Entries taken from a collection:
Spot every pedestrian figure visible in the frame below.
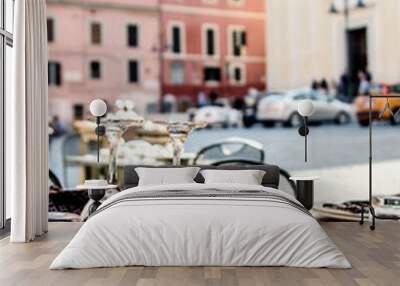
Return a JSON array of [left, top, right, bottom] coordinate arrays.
[[320, 78, 329, 96], [358, 71, 370, 95], [311, 80, 320, 92], [338, 70, 351, 102], [49, 115, 66, 138], [232, 97, 245, 110], [197, 91, 207, 107], [209, 91, 222, 106]]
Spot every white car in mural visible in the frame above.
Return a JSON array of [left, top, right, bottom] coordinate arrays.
[[193, 104, 242, 128], [256, 89, 353, 127]]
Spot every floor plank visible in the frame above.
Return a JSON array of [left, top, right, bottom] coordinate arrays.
[[0, 221, 399, 286]]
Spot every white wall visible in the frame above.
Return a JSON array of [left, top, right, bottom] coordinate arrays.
[[266, 0, 400, 91]]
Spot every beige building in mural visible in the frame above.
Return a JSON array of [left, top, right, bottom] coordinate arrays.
[[266, 0, 400, 91]]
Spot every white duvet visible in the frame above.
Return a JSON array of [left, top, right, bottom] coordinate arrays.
[[50, 183, 351, 269]]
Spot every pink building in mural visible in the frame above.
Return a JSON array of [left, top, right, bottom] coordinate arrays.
[[46, 0, 267, 120], [47, 0, 160, 123], [160, 0, 266, 105]]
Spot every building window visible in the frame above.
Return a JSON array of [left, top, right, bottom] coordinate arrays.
[[231, 28, 246, 57], [171, 25, 182, 54], [205, 27, 216, 56], [127, 24, 138, 47], [234, 67, 242, 82], [204, 67, 221, 82], [73, 104, 84, 121], [47, 18, 55, 43], [90, 22, 102, 45], [48, 61, 62, 86], [202, 24, 218, 57], [230, 64, 245, 85], [170, 62, 184, 85], [128, 60, 139, 83], [89, 61, 101, 79]]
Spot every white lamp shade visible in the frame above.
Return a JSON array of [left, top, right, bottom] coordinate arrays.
[[298, 100, 315, 117], [90, 99, 107, 117]]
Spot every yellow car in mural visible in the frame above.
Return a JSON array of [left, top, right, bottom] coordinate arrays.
[[355, 84, 400, 126]]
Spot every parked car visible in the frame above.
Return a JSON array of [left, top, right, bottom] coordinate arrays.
[[193, 103, 242, 128], [242, 91, 284, 128], [354, 83, 400, 126], [256, 89, 353, 127]]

— DESCRIPTION OF THE TASK —
Reproduce the records above from their first line to the line bearing "Spot every building", both ends included, leaving every picture out.

— RESULT BELOW —
Spot every pedestrian figure visible in the frame below.
Return a JSON array of [left, top, right, bottom] coordinate arrays.
[[320, 78, 329, 96], [358, 71, 370, 95], [311, 80, 320, 92], [338, 70, 351, 102], [49, 115, 66, 138], [232, 97, 245, 110], [197, 91, 207, 107], [209, 91, 222, 106]]
Spot every white car in mural visible in the frame above.
Return a JSON array of [left, top, right, bottom] coordinate arrays.
[[193, 104, 242, 128], [256, 89, 353, 127]]
Spot every floor plank visible in the frame above.
Return a JSON array of [left, top, right, bottom] coordinate arrays.
[[0, 221, 399, 286]]
Spot every white wall visible in the frame above.
Return a JSON array of [left, top, right, bottom] coordinate arrays.
[[266, 0, 400, 91]]
Spot every beige building in mural visible in the frame above.
Return a JSON array of [left, top, right, bottom] coordinate arrays.
[[266, 0, 400, 91]]
Spot every white duvet visible in the frame above.
Return a JSON array of [left, top, right, bottom] coordinate arrays.
[[50, 183, 351, 269]]
Spot every pink building in mural visible in the frame above.
Return a JSON array of [left, top, right, bottom] coordinate arrays.
[[46, 0, 267, 120], [47, 0, 160, 123], [160, 0, 266, 105]]
Spot every building window visible in the frame above.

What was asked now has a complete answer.